11 Ocak 2013 Cuma

FİHİ MAFİH 2. FASIL

Birisi, Mevlânâ söz söylemiyor dedi.
Dedim ki:
Bu adamı yanıma benim hayalim çekti-getirdi.
Şu hayalim, ona nasılsın, nicesin diye bir söz söylemedi.

"Sözsüz hayal, onu çekti buraya; 
Hakikatim onu sözsüz çeker de bir başka yere götürürse şaşılmaz bu işe.” Dedim.

Söz, gerçeğin gölgesi ve fer’idir (İkinci derecede olan, resim gibi).
Mademki gölge çeker, o halde hakikat, daha iyi tarzda kendine çeker.

Söz bahanedir;
Bir insanı diğer bir insana doğru çeken şey, söz değil, belki ikisinde mevcut olan ruhi birlikten bir parçadır.

Eğer bir insan, yüz bin mucize görse, söz duysa, kerametler görse, onda veli ve nebiden uygun bir parça bulunmazsa, birleşmezler ve bunun faydası da yoktur.

Onu veliye ve nebiye ulaştıran, onların sevgisini içlerinde kaynaştıran, o ortak olan parçadır.

Eğer saman kehribar ile müşterek bulunan bir parça olmazsa, hiçbir zaman saman kehribara gitmez.

Onlar arasında bulunan bu aynı cinsten oluş, gizli bir şeydir, göze görünmez.

Bir insanı, her şeyin hayali, insanı o şeye doğru götürür.
Mesela bahçe hayali, insanı bahçeye, dükkân hayali dükkâna doğru götürür.

Yalnız bu hayallerde gerçeği değiştiren bir şey saklıdır.
Mesela, bir yerin hayali seni çekti, hayale uyup oraya gidiyorsun.
(O gerçeği değiştiren şey) yani yalan dolan orasını sana güzel göstermiştir.

Sonra pişman olup kendi kendine:
“Bunda bir hayır (İyilik) vardı sandım, meğer yokmuş” diyorsun.
 Bu yüzden, bu hayaller, tıpkı içinde birisi gizlenmiş olan çadırlara benzer.

> [Görevler ve alıştırmalar]:
- a) Fihi Mafih 2. Fasıl metnini lütfen iki cümleyle özetleyin.
- b) Fihi Mafih 2. Fasıl metninde "Bir insanı, her" sözleriyle başlayan ve "olan çadırlara benzer." sözleriyle biten bölümü, "çadırlara" yerine "evlere" koyarak yeniden yazın.
- c) Aşağıdaki ifadeler Fihi Mafih 2. Fasıl metniyle uyuşuyor mu? Her biri için evet ya da hayır deyin ve metinden belirleyici sözleri aynen aktarın.
(i) Saman, kehribarla ortak bir parçası olmasa da kehribara gider.
(ii) Söz, gerçeğin gölgesi olarak nitelenir.
(iii) İnsanlar arasındaki aynı cinsten oluş göze görünür.

> [Koordinat açıklama girdileri]:
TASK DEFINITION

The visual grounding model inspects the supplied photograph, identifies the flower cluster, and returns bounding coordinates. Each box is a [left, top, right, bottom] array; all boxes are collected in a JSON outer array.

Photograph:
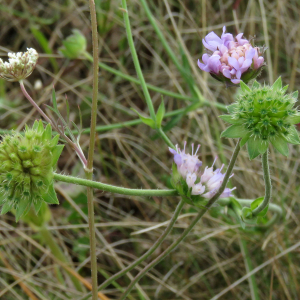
[[0, 48, 39, 81], [198, 26, 264, 84], [0, 121, 63, 221], [220, 77, 300, 159], [169, 143, 235, 204]]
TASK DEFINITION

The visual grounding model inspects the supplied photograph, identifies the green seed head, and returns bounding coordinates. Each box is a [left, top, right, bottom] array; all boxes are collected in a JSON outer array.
[[221, 77, 300, 159], [0, 121, 63, 221]]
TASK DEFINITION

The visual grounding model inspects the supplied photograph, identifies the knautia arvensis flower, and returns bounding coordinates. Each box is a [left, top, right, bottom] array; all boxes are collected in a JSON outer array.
[[169, 143, 235, 206], [220, 77, 300, 159], [198, 26, 264, 84], [0, 121, 63, 221], [0, 48, 39, 81]]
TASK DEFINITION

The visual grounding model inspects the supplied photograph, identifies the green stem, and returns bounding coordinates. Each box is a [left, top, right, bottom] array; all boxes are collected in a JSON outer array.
[[252, 150, 272, 217], [85, 0, 99, 300], [158, 128, 175, 149], [120, 140, 240, 300], [53, 173, 178, 197], [93, 200, 184, 291], [39, 226, 83, 292], [83, 52, 192, 101], [240, 238, 260, 300], [122, 0, 156, 121]]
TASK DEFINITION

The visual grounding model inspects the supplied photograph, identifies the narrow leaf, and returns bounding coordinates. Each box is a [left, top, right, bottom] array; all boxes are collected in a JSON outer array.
[[221, 125, 249, 138], [272, 77, 282, 90], [271, 136, 289, 156], [240, 81, 251, 92], [219, 115, 245, 125], [43, 184, 59, 204], [156, 101, 165, 128], [247, 137, 261, 160]]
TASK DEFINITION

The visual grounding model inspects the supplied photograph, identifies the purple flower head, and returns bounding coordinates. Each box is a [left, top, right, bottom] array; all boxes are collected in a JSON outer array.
[[169, 142, 202, 178], [169, 142, 235, 199], [198, 26, 264, 84]]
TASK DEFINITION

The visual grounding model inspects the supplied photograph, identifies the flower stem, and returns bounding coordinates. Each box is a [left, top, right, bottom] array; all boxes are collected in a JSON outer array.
[[122, 0, 156, 121], [120, 140, 240, 300], [252, 150, 272, 217], [98, 200, 184, 291], [53, 173, 178, 197], [85, 0, 99, 300]]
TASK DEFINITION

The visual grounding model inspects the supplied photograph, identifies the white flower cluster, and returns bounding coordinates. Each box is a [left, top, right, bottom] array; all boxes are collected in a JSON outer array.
[[0, 48, 39, 81], [169, 142, 235, 199]]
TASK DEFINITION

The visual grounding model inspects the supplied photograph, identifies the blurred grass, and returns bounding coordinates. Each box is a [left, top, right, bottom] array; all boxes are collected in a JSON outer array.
[[0, 0, 300, 300]]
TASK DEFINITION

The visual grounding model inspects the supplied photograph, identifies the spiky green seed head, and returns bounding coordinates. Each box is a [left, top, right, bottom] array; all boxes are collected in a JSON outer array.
[[220, 77, 300, 159], [0, 121, 63, 221]]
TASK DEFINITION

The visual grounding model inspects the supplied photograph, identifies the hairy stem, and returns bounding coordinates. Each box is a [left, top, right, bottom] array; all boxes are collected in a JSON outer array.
[[54, 173, 178, 197], [252, 150, 272, 217], [85, 0, 99, 300], [120, 140, 240, 300]]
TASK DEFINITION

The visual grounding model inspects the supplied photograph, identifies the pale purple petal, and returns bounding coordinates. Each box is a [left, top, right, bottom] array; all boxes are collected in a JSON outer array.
[[202, 53, 209, 64], [240, 59, 252, 73], [202, 39, 217, 51], [205, 31, 222, 44], [223, 69, 231, 79], [231, 79, 241, 84], [246, 48, 256, 59], [208, 55, 221, 74], [228, 57, 240, 70]]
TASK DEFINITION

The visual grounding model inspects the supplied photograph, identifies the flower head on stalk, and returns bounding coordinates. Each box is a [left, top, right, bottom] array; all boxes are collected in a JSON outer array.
[[0, 48, 39, 81], [0, 121, 63, 221], [169, 143, 235, 205], [220, 77, 300, 159], [198, 26, 264, 84]]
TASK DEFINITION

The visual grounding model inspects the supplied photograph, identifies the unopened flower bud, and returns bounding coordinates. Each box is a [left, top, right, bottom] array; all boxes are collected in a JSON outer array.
[[220, 77, 300, 159], [0, 48, 39, 81], [0, 121, 63, 221], [59, 29, 86, 59]]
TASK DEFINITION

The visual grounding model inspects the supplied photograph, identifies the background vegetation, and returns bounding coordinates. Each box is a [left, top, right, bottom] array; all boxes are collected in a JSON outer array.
[[0, 0, 300, 300]]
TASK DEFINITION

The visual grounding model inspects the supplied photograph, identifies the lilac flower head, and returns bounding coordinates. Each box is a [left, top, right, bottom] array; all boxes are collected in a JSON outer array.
[[169, 142, 202, 178], [169, 143, 235, 199], [198, 26, 264, 84]]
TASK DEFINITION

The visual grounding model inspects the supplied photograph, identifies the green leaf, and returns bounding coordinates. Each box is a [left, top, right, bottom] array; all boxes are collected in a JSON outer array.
[[132, 108, 156, 129], [226, 103, 239, 114], [221, 125, 249, 138], [252, 80, 260, 89], [258, 141, 269, 154], [271, 136, 289, 156], [250, 197, 269, 217], [52, 87, 58, 111], [292, 91, 298, 99], [282, 84, 289, 93], [272, 76, 282, 90], [219, 115, 245, 125], [240, 132, 251, 148], [287, 115, 300, 125], [240, 80, 251, 92], [284, 126, 300, 145], [42, 124, 52, 140], [1, 201, 14, 215], [247, 137, 261, 160], [16, 198, 31, 222], [52, 145, 64, 167], [242, 207, 252, 220], [156, 101, 165, 128], [43, 183, 59, 204]]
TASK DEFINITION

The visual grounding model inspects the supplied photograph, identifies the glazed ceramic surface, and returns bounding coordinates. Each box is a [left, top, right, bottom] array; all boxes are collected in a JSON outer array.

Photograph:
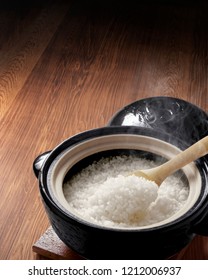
[[34, 126, 208, 259], [108, 96, 208, 146]]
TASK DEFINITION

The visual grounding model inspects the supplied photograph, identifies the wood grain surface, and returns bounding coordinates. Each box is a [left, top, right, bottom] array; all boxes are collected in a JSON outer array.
[[0, 0, 208, 259]]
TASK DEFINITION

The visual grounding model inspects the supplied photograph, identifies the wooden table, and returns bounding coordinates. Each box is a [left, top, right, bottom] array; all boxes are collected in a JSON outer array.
[[0, 0, 208, 259]]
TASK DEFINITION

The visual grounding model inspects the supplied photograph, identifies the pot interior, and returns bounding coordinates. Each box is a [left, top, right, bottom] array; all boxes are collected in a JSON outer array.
[[47, 134, 202, 230]]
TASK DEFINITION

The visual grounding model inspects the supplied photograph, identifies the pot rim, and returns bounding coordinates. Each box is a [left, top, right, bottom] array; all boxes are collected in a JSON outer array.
[[40, 126, 205, 232]]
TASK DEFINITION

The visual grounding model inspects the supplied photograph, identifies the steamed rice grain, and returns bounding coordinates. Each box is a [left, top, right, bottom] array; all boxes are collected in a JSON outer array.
[[63, 155, 189, 227]]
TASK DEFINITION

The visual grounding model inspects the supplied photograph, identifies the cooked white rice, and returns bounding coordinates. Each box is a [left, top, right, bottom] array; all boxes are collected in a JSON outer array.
[[63, 155, 189, 227]]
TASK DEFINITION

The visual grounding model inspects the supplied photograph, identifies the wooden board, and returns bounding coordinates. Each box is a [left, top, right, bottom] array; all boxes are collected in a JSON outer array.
[[33, 227, 208, 260]]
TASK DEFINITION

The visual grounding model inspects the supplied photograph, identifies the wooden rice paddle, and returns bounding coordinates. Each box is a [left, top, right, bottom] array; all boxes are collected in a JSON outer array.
[[130, 136, 208, 186]]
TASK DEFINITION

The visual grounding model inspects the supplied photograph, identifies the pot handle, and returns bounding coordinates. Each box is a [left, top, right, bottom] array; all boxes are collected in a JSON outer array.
[[33, 151, 51, 178]]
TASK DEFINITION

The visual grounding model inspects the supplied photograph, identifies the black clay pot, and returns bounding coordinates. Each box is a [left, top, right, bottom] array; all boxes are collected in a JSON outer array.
[[33, 126, 208, 259]]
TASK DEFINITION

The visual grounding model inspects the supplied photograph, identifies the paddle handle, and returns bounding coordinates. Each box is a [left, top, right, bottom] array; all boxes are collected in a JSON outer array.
[[147, 136, 208, 185]]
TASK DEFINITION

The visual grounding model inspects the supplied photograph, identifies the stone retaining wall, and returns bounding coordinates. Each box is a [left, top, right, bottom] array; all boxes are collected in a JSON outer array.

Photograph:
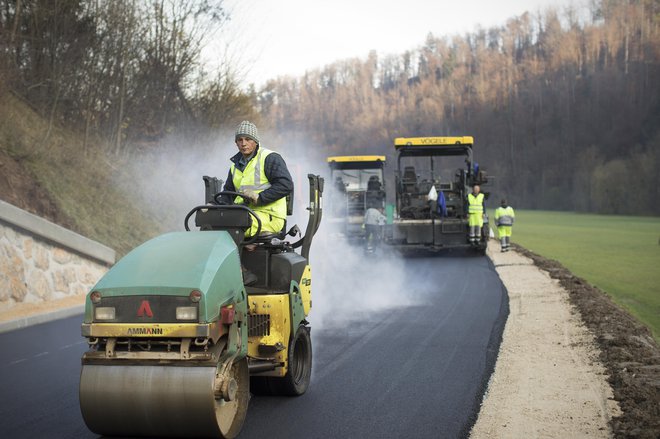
[[0, 201, 115, 310]]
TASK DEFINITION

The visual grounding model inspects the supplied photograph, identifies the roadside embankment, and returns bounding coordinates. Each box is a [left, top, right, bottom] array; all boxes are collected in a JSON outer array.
[[471, 241, 620, 439], [0, 201, 115, 332]]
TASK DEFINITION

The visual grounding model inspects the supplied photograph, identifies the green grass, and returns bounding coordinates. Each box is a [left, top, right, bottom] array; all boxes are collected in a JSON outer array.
[[491, 210, 660, 341]]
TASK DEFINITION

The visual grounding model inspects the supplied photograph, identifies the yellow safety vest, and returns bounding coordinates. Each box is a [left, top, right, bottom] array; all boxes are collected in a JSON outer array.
[[495, 206, 516, 226], [230, 146, 286, 219], [468, 193, 484, 215]]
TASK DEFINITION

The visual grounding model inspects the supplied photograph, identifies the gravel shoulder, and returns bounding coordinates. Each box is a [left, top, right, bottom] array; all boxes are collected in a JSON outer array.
[[471, 242, 660, 439], [0, 241, 660, 439]]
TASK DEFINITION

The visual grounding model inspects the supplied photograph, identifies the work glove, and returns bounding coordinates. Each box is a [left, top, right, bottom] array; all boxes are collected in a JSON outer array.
[[240, 189, 259, 204]]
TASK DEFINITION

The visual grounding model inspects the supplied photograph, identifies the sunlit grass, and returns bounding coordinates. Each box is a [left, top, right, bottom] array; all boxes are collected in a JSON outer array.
[[492, 210, 660, 340]]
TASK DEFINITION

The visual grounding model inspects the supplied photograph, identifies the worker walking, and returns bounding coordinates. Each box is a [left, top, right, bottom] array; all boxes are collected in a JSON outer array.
[[364, 207, 387, 251], [495, 198, 516, 252], [468, 184, 484, 244]]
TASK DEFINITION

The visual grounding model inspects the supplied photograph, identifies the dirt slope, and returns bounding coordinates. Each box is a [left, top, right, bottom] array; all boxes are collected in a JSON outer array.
[[516, 246, 660, 439]]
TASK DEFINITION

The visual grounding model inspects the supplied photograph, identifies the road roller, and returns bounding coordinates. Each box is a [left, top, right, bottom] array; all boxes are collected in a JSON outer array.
[[80, 174, 323, 438]]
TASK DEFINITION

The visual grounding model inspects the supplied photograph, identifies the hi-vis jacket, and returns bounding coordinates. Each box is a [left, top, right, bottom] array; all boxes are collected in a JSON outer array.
[[495, 206, 516, 227], [225, 146, 293, 219], [468, 192, 484, 215]]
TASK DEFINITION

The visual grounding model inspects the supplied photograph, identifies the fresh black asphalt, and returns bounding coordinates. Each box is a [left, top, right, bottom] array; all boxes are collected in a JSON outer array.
[[0, 252, 508, 439]]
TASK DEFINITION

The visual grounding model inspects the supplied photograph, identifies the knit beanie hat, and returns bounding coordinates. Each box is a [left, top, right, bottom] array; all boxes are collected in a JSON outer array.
[[235, 120, 259, 145]]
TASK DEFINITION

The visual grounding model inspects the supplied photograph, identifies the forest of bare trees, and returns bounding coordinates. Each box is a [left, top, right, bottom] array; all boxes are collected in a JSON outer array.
[[0, 0, 660, 214], [0, 0, 254, 153], [259, 0, 660, 214]]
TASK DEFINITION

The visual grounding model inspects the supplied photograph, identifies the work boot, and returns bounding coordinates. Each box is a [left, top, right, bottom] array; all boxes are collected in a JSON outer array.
[[241, 267, 259, 287]]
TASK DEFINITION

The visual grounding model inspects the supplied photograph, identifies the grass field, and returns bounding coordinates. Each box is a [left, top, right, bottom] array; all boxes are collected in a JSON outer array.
[[490, 210, 660, 341]]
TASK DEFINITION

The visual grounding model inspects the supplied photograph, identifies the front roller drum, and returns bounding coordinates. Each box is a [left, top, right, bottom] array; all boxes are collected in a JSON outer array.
[[80, 359, 249, 438]]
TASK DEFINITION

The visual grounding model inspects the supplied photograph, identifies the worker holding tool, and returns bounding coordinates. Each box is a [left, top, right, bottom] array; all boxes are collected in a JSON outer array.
[[224, 120, 293, 285], [468, 184, 485, 244], [495, 198, 516, 252]]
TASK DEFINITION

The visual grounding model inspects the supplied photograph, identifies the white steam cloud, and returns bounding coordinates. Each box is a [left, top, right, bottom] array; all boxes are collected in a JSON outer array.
[[118, 131, 425, 329]]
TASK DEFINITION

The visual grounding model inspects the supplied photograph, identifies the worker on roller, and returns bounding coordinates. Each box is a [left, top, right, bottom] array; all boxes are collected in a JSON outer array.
[[468, 184, 484, 244], [224, 120, 293, 285], [495, 198, 516, 252]]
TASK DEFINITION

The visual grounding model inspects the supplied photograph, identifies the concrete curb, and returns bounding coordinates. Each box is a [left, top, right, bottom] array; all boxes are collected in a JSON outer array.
[[0, 305, 85, 334]]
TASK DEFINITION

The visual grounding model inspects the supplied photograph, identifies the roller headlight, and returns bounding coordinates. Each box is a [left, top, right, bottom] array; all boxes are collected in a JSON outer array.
[[94, 306, 115, 320], [176, 306, 197, 320], [89, 291, 101, 303]]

> [Görev görev yanıtlar]:
- a) Söz gerçeğin gölgesi ve bir bahanedir; bir insanı diğerine çeken, ikisinde bulunan ruhi birlikten ortak bir parçadır ve bu parça olmadan mucizeler ya da kerametler görmenin faydası yoktur. Her şeyin hayali insanı o şeye doğru götürür, ama hayallerde gerçeği değiştiren bir şey saklıdır; bu yüzden hayaller içinde birisi gizlenmiş çadırlara benzer.

- b)
Bir insanı, her şeyin hayali, insanı o şeye doğru götürür.
Mesela bahçe hayali, insanı bahçeye, dükkân hayali dükkâna doğru götürür.

Yalnız bu hayallerde gerçeği değiştiren bir şey saklıdır.
Mesela, bir yerin hayali seni çekti, hayale uyup oraya gidiyorsun.
(O gerçeği değiştiren şey) yani yalan dolan orasını sana güzel göstermiştir.

Sonra pişman olup kendi kendine:
“Bunda bir hayır (İyilik) vardı sandım, meğer yokmuş” diyorsun.
 Bu yüzden, bu hayaller, tıpkı içinde birisi gizlenmiş olan evlere benzer.

- c)
(i) Hayır: "Eğer saman kehribar ile müşterek bulunan bir parça olmazsa, hiçbir zaman saman kehribara gitmez."
(ii) Evet: "Söz, gerçeğin gölgesi ve fer’idir"
(iii) Hayır: "Onlar arasında bulunan bu aynı cinsten oluş, gizli bir şeydir, göze görünmez."